> _Exercise_: Copy out exactly every line from the line containing "Where can you find the nodding" until the records below end, inclusive of both boundary lines.

Saved entries
• • • • •
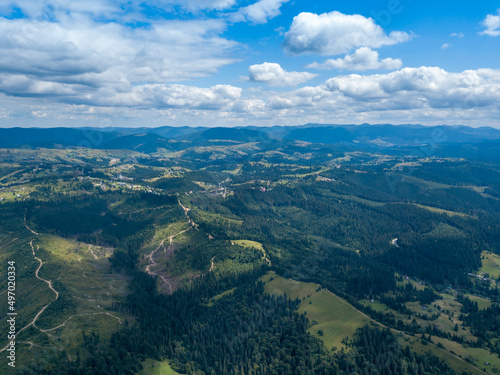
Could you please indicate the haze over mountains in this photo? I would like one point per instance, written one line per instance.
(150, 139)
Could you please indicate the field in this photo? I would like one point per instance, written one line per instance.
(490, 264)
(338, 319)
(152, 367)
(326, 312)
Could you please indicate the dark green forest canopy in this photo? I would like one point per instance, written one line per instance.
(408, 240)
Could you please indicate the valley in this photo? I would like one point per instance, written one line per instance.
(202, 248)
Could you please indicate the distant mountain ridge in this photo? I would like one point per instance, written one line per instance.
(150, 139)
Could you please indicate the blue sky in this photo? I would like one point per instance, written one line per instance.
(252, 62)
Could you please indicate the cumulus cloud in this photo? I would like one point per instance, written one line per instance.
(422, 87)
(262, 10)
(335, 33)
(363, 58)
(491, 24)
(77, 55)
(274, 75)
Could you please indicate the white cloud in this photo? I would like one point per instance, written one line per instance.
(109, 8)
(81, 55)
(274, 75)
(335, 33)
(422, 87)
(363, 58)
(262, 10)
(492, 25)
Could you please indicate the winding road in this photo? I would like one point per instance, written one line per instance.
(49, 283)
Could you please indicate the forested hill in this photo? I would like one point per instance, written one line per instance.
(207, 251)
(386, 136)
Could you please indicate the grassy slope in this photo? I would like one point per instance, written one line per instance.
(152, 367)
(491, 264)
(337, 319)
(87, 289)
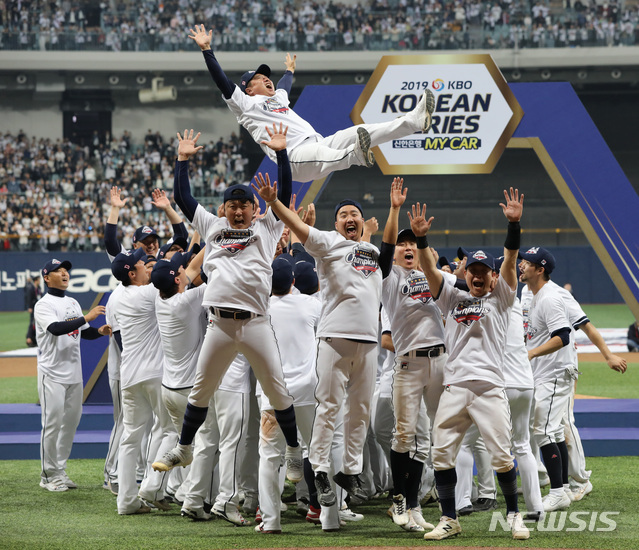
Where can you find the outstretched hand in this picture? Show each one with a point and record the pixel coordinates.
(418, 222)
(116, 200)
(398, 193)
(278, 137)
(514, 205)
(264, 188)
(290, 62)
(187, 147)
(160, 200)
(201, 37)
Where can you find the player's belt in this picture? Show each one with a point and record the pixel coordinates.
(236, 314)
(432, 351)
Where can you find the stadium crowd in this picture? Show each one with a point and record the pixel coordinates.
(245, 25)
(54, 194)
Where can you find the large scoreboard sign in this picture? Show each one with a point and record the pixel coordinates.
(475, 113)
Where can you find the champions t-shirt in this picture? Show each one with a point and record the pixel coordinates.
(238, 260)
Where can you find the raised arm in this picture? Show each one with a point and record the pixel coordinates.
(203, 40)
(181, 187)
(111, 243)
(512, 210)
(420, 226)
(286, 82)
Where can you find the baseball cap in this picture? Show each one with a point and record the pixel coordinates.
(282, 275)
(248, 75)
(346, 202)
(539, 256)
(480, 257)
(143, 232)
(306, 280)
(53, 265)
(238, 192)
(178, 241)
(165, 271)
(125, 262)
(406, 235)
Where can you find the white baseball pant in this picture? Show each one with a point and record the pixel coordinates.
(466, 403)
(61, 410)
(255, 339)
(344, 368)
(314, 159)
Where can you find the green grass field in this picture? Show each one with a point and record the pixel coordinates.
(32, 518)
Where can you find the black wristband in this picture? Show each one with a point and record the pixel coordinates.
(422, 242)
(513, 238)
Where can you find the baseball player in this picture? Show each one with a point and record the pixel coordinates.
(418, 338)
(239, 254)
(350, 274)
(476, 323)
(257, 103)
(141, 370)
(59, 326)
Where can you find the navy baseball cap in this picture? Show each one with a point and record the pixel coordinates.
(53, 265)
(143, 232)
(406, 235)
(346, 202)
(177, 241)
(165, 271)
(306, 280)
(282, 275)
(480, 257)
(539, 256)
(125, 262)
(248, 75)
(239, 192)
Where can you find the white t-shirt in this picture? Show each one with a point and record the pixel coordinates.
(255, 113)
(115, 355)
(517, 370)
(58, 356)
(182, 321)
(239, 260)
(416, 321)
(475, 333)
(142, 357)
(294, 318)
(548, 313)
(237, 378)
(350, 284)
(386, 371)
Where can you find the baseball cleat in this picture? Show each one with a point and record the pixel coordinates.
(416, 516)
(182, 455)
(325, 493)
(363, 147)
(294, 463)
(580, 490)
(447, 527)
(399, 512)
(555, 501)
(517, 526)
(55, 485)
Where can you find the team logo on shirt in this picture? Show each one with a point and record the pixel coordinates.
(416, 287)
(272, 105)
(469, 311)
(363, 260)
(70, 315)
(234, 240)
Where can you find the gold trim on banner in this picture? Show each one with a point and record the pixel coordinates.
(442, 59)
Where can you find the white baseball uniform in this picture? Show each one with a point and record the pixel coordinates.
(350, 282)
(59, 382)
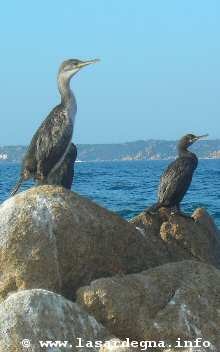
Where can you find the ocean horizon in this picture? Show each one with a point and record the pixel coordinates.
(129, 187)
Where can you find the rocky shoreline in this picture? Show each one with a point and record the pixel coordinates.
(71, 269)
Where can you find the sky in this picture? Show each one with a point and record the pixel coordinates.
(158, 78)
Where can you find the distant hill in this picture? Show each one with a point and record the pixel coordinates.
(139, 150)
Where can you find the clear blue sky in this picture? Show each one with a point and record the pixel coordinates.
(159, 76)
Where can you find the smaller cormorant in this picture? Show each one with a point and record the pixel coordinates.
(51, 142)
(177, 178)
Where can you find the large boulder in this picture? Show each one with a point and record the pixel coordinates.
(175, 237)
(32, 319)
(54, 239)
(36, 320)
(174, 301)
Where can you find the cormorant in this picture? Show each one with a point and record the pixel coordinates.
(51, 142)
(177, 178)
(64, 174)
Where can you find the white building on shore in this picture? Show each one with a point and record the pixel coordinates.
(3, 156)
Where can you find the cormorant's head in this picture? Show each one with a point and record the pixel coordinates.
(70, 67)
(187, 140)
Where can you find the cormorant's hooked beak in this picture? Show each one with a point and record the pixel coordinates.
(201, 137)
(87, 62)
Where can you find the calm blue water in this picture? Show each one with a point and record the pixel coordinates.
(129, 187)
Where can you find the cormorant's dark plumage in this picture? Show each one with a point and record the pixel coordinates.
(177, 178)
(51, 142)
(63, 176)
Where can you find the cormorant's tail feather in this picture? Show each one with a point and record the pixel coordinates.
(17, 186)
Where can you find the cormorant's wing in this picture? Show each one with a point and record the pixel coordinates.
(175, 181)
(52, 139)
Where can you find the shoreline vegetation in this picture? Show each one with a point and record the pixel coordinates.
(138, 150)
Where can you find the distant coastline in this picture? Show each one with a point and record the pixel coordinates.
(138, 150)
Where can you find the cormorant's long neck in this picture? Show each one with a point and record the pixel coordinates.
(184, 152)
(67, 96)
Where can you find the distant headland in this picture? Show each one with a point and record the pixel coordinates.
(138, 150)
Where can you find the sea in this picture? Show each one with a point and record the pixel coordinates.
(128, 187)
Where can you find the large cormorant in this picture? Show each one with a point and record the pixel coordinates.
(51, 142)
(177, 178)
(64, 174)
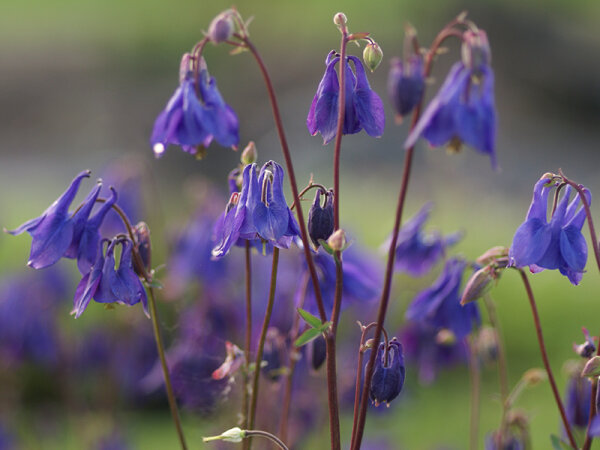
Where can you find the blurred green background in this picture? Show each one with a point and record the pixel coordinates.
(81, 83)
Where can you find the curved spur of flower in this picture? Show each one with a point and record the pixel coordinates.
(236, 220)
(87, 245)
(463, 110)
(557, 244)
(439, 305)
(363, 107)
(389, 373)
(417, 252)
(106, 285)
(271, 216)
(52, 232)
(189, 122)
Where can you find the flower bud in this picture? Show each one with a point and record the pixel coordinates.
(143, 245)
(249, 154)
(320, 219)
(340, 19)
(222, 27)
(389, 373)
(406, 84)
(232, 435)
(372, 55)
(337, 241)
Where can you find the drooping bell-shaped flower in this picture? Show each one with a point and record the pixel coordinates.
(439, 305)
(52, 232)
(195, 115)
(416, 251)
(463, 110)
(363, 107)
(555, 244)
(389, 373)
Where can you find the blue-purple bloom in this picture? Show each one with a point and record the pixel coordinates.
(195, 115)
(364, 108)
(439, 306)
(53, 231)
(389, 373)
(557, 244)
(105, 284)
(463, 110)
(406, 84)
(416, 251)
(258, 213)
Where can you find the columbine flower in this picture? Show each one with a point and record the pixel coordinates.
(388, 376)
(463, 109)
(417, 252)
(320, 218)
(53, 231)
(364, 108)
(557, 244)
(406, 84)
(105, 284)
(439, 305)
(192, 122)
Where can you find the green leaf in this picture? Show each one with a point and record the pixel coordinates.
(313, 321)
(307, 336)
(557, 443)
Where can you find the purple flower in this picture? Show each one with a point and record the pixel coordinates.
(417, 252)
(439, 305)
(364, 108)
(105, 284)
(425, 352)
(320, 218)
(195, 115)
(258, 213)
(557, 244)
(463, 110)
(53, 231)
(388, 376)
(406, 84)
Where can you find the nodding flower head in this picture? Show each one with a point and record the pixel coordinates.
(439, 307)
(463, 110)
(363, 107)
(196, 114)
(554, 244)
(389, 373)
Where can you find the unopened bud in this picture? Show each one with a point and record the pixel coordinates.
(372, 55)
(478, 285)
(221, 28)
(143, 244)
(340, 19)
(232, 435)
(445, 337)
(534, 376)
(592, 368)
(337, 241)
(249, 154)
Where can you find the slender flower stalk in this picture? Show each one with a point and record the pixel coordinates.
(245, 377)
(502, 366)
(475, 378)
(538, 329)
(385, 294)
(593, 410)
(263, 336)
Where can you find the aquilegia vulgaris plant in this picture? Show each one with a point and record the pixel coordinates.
• • • • •
> _Result_:
Where can you find the nodding flower head in this picture? Show each one with a point and record the pixel coordinates.
(439, 307)
(463, 110)
(363, 107)
(196, 114)
(554, 244)
(389, 373)
Where can you find the unopened bud in this picture? Show each one with a point and record the pixel coordinates.
(372, 55)
(478, 285)
(221, 28)
(143, 244)
(340, 19)
(232, 435)
(445, 337)
(534, 376)
(592, 368)
(337, 241)
(249, 154)
Where can you find the slender flower stalk in this picture? Show each one with a point and record the pixel coordinates.
(245, 377)
(502, 366)
(475, 378)
(538, 329)
(385, 294)
(593, 410)
(263, 336)
Where can you find the aquilegia vulgaris plant in this picture? Show each one with a point and record the pixel coordinates.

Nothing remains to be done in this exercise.